Reproduce the data from the line holding "blonde hair using the picture above." through the end of the data, inclusive, changing "blonde" to "golden" and leaving all else unchanged.
=== Data for the task ===
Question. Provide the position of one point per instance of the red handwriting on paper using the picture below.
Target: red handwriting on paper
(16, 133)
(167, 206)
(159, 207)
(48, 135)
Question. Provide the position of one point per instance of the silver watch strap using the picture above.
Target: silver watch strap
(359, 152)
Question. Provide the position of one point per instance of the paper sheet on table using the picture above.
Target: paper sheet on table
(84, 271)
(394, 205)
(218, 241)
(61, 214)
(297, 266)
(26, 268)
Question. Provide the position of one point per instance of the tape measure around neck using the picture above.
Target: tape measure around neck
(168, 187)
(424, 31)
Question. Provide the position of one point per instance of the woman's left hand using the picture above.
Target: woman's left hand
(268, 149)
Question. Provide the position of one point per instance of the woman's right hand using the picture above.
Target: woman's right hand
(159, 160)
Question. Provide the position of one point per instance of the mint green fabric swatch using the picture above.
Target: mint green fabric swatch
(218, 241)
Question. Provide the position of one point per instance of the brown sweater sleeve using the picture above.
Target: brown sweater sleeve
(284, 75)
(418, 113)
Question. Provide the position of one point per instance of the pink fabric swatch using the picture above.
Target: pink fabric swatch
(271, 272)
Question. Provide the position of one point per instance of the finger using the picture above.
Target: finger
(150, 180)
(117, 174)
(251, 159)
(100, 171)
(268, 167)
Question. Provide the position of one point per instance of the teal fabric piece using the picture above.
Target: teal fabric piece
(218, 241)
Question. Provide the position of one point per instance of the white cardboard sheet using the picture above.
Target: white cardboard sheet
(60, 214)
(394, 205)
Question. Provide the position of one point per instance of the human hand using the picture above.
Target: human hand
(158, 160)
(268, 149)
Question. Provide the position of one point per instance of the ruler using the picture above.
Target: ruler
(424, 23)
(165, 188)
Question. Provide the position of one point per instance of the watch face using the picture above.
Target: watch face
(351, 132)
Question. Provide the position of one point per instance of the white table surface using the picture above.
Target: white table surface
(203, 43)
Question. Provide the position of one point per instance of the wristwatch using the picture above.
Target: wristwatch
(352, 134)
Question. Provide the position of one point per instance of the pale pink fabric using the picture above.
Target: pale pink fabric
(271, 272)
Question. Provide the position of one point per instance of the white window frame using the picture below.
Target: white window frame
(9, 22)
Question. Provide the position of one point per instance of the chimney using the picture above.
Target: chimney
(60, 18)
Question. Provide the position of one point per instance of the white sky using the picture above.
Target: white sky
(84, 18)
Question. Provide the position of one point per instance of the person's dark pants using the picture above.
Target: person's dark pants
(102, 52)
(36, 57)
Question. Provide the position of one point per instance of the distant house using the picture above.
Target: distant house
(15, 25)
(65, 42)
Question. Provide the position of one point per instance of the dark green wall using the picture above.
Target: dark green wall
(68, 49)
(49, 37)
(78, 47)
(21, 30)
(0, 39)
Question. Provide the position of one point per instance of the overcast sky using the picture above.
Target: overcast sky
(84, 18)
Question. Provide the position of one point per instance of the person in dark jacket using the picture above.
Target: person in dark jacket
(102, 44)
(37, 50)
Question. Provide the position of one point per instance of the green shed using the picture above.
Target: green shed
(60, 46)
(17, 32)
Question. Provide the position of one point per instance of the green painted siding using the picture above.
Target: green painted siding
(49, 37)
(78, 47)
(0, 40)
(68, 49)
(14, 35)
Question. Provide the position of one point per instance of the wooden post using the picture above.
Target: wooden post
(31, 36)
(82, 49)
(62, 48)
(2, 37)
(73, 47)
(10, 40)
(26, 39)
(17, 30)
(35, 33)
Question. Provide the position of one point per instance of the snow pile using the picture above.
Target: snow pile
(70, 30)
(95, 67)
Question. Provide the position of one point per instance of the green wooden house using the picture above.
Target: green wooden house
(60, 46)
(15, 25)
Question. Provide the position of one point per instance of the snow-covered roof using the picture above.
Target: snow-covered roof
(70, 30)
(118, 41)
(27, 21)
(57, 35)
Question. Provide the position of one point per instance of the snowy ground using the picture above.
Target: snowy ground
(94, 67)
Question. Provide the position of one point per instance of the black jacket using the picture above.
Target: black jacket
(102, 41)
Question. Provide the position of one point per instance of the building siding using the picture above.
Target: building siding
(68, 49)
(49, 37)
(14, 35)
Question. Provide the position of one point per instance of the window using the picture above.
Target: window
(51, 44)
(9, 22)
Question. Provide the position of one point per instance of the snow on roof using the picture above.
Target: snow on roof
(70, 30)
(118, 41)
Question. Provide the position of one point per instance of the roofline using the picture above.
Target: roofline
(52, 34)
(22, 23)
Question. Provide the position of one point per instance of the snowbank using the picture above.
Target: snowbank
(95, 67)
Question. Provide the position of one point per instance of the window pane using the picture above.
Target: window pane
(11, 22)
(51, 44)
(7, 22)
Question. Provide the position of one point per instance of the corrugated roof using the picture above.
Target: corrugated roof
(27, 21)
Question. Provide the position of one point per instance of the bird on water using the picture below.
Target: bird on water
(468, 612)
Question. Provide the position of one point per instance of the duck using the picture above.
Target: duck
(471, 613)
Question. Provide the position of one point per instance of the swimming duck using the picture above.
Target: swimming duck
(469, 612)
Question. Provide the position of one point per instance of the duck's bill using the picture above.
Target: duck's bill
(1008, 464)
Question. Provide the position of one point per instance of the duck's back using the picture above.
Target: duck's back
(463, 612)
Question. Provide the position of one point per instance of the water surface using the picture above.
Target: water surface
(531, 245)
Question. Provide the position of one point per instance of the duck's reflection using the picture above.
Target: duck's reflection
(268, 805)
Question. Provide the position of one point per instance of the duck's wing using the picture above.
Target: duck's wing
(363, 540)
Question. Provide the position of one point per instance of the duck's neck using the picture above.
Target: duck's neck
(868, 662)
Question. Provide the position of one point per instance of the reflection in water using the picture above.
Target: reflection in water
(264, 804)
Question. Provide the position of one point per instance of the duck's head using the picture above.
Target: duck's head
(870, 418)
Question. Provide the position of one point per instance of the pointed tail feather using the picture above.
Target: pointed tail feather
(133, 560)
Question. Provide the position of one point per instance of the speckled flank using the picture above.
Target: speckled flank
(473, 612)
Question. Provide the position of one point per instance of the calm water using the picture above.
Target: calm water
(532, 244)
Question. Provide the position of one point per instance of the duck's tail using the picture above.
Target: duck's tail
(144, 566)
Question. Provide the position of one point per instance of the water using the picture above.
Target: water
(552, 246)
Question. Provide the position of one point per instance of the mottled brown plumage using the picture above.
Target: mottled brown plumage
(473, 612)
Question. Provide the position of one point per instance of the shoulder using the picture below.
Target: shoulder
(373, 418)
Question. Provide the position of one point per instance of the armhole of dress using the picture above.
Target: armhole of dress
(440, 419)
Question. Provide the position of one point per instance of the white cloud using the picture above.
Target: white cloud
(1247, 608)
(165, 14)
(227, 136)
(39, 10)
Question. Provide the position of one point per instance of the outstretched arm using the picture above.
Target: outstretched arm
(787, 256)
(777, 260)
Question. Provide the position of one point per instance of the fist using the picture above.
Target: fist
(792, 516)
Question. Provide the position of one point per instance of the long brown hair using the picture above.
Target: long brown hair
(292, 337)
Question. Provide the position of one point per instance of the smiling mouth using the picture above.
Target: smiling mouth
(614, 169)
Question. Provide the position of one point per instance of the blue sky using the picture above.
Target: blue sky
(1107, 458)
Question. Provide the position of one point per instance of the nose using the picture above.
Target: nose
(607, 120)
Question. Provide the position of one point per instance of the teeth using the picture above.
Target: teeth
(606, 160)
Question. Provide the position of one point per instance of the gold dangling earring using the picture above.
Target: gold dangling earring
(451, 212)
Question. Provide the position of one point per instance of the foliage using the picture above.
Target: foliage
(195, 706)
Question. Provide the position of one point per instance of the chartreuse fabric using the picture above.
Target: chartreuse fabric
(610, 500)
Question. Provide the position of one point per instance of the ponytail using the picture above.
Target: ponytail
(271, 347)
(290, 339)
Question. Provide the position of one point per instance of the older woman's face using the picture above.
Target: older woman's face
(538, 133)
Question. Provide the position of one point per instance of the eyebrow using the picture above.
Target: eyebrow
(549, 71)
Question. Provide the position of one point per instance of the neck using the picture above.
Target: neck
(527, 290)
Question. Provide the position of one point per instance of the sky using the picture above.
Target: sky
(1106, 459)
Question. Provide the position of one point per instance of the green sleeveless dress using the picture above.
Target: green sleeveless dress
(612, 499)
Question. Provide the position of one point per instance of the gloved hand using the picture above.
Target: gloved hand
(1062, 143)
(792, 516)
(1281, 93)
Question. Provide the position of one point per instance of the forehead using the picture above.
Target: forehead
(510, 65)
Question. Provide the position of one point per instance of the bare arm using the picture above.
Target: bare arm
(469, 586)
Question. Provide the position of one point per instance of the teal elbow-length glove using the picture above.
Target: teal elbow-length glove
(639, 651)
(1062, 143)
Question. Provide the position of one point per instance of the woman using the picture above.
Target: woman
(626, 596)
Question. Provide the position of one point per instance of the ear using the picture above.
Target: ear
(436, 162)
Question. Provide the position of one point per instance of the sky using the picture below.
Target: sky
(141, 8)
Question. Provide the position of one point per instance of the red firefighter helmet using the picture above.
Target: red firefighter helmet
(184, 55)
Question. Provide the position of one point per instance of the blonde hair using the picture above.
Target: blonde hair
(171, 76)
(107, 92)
===
_The result_:
Question. Provide the position of one point per instance of the golden hair using the picture above.
Target: golden hair
(171, 76)
(107, 92)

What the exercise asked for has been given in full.